Selected passage »
....

= Edward Waller (zoologist) =

Irish zoologist

Edward Waller (1803–1873) was an Irish zoologist.

==Life==
The son of Thomas Maunsell Waller and Margaret Vereker, Waller was born in Finnoe, County Tipperary. He was a landowner and barrister from County Tipperary. He owned Finnoe House, Borrisokane, a summer home in County Tyrone.

He had a keen interest in marine biology, and was a member of the Belfast Dredging Committee with George Crawford Hyndman, George Dickie
and John Gwyn Jeffreys; in 1857 the committee received two years of funding from the British Association, and used Waller’s yacht to dredge Belfast Lough and Strangford Lough.

He had a large collection which he left to the National Museum of Ireland; this included the Circulus striatus, a new specimen which he found in Donegal.

....

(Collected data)

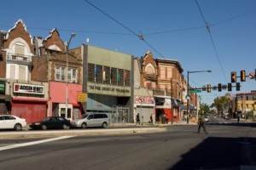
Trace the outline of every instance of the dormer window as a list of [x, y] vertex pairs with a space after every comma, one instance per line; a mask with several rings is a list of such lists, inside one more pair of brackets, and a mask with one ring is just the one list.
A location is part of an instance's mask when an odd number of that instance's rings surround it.
[[147, 67], [146, 74], [154, 75], [154, 68], [151, 65]]

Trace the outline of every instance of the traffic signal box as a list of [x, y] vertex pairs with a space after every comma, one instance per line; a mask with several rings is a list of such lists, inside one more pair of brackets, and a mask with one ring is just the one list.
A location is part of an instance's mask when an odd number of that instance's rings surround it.
[[236, 82], [236, 71], [231, 72], [231, 82]]
[[228, 91], [232, 91], [232, 83], [228, 83]]
[[211, 84], [207, 84], [207, 92], [211, 93]]
[[221, 83], [218, 83], [218, 92], [221, 92], [221, 88], [222, 88]]
[[241, 82], [245, 82], [246, 81], [246, 71], [240, 71], [240, 78], [241, 78]]

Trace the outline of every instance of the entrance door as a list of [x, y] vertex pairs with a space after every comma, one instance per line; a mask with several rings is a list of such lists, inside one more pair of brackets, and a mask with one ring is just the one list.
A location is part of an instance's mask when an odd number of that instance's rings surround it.
[[130, 120], [130, 110], [128, 107], [117, 107], [117, 122], [126, 123]]
[[66, 104], [59, 105], [59, 116], [64, 117], [68, 120], [73, 118], [73, 105], [67, 104], [67, 108]]

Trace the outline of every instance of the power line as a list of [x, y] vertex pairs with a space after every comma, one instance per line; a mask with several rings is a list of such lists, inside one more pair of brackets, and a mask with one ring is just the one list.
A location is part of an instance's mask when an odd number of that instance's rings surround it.
[[97, 8], [96, 6], [95, 6], [94, 4], [92, 4], [91, 3], [90, 3], [87, 0], [84, 0], [85, 3], [87, 3], [88, 4], [91, 5], [93, 8], [96, 8], [98, 11], [100, 11], [101, 13], [102, 13], [103, 14], [105, 14], [106, 16], [108, 16], [108, 18], [110, 18], [111, 20], [113, 20], [113, 21], [115, 21], [116, 23], [118, 23], [119, 25], [120, 25], [121, 26], [123, 26], [124, 28], [125, 28], [127, 31], [129, 31], [130, 32], [131, 32], [132, 34], [134, 34], [136, 37], [139, 37], [140, 40], [143, 41], [146, 44], [148, 44], [150, 48], [152, 48], [153, 50], [154, 50], [159, 55], [160, 55], [162, 58], [165, 58], [158, 50], [155, 49], [155, 48], [154, 48], [151, 44], [149, 44], [143, 37], [143, 34], [137, 34], [135, 31], [133, 31], [131, 29], [130, 29], [128, 26], [125, 26], [124, 24], [122, 24], [121, 22], [118, 21], [117, 20], [115, 20], [113, 17], [110, 16], [108, 14], [107, 14], [106, 12], [104, 12], [103, 10], [100, 9], [99, 8]]
[[224, 78], [225, 78], [225, 81], [226, 81], [226, 82], [228, 82], [226, 75], [225, 75], [225, 73], [224, 73], [224, 71], [222, 64], [221, 64], [220, 60], [219, 60], [219, 57], [218, 57], [218, 52], [217, 52], [217, 48], [216, 48], [216, 46], [215, 46], [215, 43], [214, 43], [212, 36], [212, 34], [211, 34], [210, 26], [209, 26], [208, 23], [207, 22], [207, 20], [206, 20], [206, 19], [205, 19], [205, 17], [204, 17], [204, 15], [203, 15], [203, 13], [202, 13], [202, 11], [201, 11], [201, 8], [200, 8], [198, 3], [197, 3], [197, 0], [195, 0], [195, 3], [196, 3], [197, 7], [198, 7], [198, 8], [199, 8], [199, 10], [200, 10], [201, 15], [201, 17], [202, 17], [202, 19], [203, 19], [203, 20], [204, 20], [204, 22], [205, 22], [206, 27], [207, 27], [207, 31], [208, 31], [208, 33], [209, 33], [209, 36], [210, 36], [210, 38], [211, 38], [211, 41], [212, 41], [212, 46], [213, 46], [213, 48], [214, 48], [214, 51], [215, 51], [215, 54], [216, 54], [216, 56], [217, 56], [218, 64], [219, 64], [219, 65], [220, 65], [220, 68], [221, 68], [222, 72], [223, 72], [223, 74], [224, 74]]

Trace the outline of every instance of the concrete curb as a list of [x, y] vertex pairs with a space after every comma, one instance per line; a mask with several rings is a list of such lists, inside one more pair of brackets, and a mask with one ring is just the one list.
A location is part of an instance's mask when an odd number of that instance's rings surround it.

....

Directions »
1. According to the article on Edward Waller, to which institution did he leave his collection?
2. Extend the article on Edward Waller, picking up right after its final sentence.
The items can be set aside, since nothing here depends on them.

Responses by item number »
1. The National Museum of Ireland.

2.
He was interested in Mollusca and Foraminifera 1867-68 and is honoured in the name Aclis walleri
so named by Jeffreys in 1867.

His younger brother was John Francis Waller (1809-1894)

==Family==
Waller married Mary Crossle on 3 August 1829 at Aughnacloy, County Tyrone. Mary was the only daughter of Henry Crossle of Avaline House in County Tyrone.

==Works==
- Waller, Edward 1867 Report on the Foraminifera obtained in the Shetland Seas. Report Brit. Assoc. (Dundee, 1867), 1867, pp. 441-446. London.
- Waller, Edward 1868 Report on the Shetland Foraminifera for 1868. Report Brit. Assoc. (Norwich, 1868), 1868, pp. 340, 341. London.